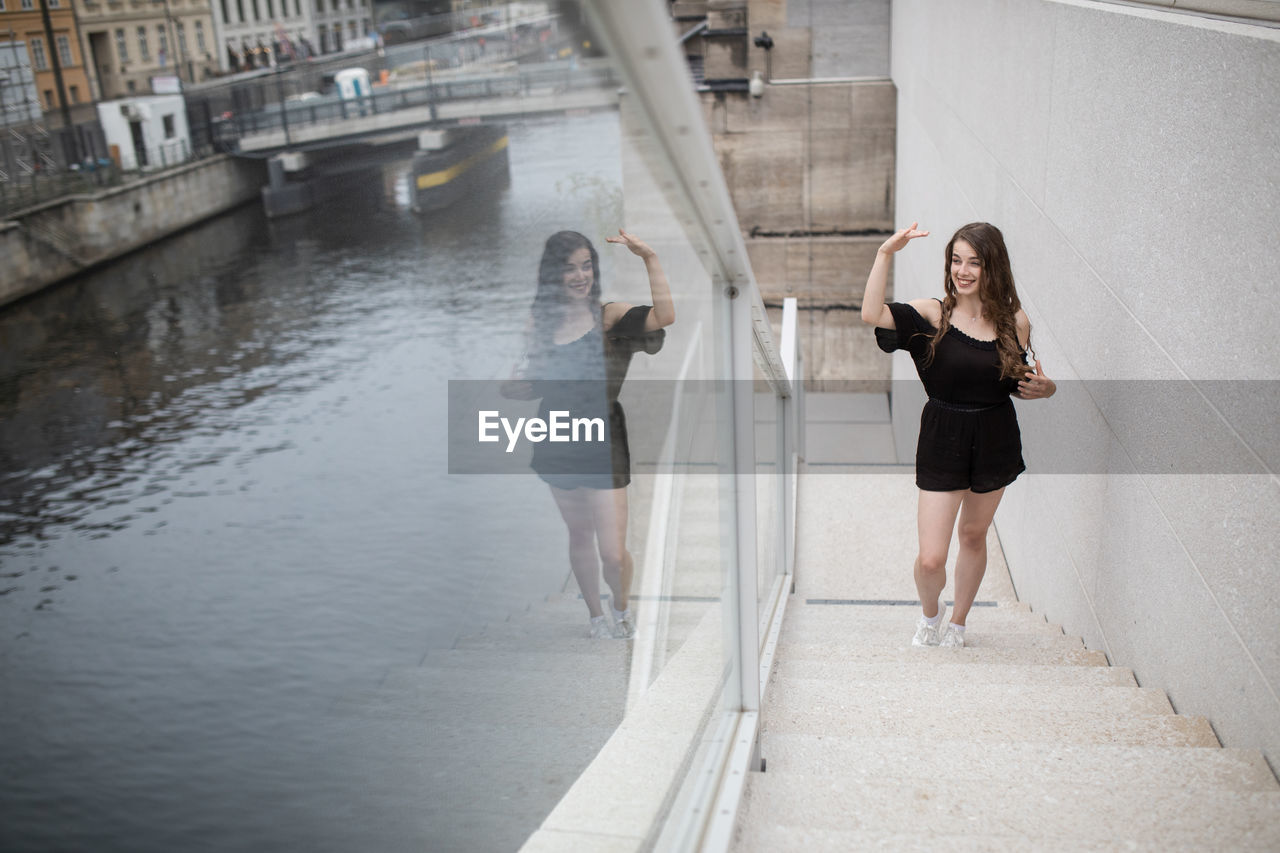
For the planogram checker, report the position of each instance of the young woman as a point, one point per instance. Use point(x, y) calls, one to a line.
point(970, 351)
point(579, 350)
---
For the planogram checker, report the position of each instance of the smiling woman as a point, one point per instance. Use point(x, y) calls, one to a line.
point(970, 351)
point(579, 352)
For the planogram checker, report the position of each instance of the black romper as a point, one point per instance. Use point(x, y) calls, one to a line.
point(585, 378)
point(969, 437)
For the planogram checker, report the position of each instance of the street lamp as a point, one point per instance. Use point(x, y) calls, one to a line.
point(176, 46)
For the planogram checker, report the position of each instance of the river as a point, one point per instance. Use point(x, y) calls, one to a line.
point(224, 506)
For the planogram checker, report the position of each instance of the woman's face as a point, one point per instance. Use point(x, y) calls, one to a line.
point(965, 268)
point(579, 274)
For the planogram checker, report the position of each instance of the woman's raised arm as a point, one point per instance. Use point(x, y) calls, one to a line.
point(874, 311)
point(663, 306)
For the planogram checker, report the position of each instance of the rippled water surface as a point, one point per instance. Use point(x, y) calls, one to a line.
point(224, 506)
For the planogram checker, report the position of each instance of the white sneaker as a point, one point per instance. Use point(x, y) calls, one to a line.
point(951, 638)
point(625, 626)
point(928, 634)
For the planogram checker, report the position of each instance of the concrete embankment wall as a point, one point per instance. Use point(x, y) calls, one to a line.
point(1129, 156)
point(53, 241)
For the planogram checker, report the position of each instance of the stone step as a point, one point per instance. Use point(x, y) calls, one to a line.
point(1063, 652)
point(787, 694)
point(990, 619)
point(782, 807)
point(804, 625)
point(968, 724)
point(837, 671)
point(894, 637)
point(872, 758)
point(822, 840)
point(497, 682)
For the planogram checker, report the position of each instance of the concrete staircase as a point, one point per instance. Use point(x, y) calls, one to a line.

• **The problem**: Output the lines from the line that contains "of the young" through the line that contains "point(579, 350)", both included, as a Markdown table with the columns Row and Text. Number each row and leave out any blank lines.

• **Exercise output**:
| Row | Text |
|---|---|
| 1 | For the planogram checker, report the position of each instance of the young woman as a point, one point per instance. Use point(x, y) calls, one to a line. |
| 2 | point(970, 351) |
| 3 | point(579, 350) |